• Exercise goal:
Reproduce the listing below verbatim, line for line, and omit the picture from your output.

• Data for this exercise:

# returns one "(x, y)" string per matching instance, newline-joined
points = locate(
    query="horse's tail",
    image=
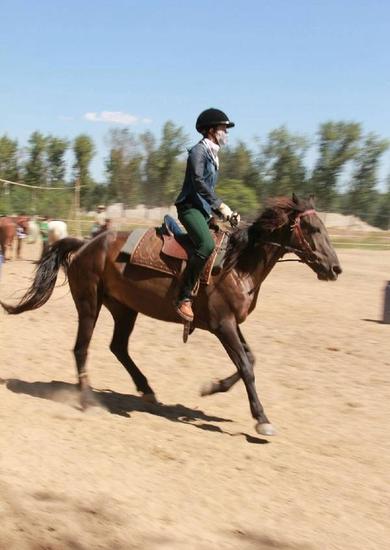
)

• Problem solution:
# returns one "(x, y)" string per matching instance, newline-joined
points = locate(
    query="horse's tail",
    image=
)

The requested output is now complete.